GIVEN ENTRIES:

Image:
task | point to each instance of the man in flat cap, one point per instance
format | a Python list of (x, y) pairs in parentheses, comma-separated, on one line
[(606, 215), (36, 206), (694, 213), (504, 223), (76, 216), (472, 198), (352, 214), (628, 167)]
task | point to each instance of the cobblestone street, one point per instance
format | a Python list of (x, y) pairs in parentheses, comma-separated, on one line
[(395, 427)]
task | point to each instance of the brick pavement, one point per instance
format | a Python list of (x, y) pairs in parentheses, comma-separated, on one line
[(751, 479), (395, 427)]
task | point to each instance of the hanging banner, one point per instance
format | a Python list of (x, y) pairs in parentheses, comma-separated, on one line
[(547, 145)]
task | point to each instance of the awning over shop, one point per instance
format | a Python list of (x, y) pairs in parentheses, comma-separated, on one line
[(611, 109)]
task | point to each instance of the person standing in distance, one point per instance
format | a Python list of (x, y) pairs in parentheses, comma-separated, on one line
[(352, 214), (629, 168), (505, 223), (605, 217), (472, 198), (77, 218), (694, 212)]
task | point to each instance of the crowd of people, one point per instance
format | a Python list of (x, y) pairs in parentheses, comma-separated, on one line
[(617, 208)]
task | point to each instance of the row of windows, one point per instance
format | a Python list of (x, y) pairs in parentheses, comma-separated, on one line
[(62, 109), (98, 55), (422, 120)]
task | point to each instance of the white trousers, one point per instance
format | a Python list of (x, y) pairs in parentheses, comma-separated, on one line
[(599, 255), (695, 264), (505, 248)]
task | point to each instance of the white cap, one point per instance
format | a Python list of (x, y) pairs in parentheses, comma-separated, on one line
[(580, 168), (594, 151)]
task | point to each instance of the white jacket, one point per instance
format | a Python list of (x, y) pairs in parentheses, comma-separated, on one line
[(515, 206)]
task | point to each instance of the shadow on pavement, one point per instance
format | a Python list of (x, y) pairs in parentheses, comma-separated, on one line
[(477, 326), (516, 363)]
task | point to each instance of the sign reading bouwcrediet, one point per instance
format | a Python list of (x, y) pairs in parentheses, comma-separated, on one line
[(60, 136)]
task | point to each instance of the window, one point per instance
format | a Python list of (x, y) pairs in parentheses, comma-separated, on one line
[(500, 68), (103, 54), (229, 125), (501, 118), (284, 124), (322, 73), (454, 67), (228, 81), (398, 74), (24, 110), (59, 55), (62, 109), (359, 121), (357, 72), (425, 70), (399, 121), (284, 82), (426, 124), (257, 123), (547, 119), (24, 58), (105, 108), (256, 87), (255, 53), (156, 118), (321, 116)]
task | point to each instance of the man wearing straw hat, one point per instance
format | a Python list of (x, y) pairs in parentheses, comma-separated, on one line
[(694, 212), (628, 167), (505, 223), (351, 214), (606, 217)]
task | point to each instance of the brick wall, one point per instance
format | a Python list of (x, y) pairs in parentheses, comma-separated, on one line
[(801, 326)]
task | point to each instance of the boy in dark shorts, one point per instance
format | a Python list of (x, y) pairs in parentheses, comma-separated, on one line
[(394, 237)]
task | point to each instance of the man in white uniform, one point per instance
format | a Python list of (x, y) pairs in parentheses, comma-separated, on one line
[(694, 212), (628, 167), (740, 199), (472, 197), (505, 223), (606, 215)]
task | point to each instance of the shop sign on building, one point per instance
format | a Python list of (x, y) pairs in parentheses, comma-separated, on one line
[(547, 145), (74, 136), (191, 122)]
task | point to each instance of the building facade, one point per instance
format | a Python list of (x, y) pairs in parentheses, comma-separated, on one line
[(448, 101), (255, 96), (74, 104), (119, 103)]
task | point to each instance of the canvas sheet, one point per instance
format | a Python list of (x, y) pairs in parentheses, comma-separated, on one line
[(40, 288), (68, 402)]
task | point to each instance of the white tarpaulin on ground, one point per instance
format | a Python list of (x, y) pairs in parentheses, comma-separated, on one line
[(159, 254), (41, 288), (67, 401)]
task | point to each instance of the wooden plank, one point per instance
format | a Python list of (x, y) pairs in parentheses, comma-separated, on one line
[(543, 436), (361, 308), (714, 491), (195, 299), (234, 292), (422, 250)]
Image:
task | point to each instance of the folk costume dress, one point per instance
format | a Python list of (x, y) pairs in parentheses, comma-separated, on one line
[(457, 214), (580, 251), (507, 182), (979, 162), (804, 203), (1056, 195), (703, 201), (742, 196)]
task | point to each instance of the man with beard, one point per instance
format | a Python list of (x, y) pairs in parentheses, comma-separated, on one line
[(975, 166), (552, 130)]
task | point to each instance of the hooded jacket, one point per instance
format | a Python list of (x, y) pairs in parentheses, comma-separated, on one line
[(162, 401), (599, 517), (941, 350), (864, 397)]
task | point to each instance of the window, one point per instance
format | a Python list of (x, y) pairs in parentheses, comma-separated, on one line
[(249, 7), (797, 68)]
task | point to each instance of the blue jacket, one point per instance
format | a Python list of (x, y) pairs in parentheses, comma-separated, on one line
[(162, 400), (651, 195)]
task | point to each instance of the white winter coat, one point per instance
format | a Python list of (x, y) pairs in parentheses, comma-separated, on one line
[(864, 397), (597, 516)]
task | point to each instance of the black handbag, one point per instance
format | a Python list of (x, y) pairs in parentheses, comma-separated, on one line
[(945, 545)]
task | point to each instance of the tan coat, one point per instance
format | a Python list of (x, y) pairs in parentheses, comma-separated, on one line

REQUIRED TASK: Retype nothing except the lines from the line holding "task | point to each instance of the man with" through the last line of the entries, both included.

PROBLEM SOLUTION:
task | point to each instance of the man with beard, one point per instance
format | a Python list of (x, y) pairs in parentheses, comma-separated, on one line
[(975, 166), (552, 130)]
task | point to each instance of the hooded jacket, one point per instance
format | a Python list of (x, y) pairs in parentheses, comma-separated, on one line
[(162, 401), (599, 517), (941, 350), (864, 397)]
task | point to each instance of the window, one point per instance
format | a Python list of (x, y) pairs in parentheses, comma-separated, on one line
[(249, 7), (797, 68)]
task | point to each instance of the blue jacket, one point per instance
format | a Python list of (x, y) pairs in parentheses, comma-separated, on one line
[(162, 400), (651, 195)]
task | point to each instance of the white winter coat, one point per instance
format | a Python list of (x, y) pairs in parentheses, comma-separated, on one line
[(864, 397), (597, 516)]
task | point to each instance of the black handbag, one point per instance
format | a Python list of (x, y) pairs in parentheses, comma-separated, on one line
[(945, 545)]
task | point to each instance of the tan coat, one point per instance
format | a Python list of (x, y) pairs in parentheses, comma-separated, on one line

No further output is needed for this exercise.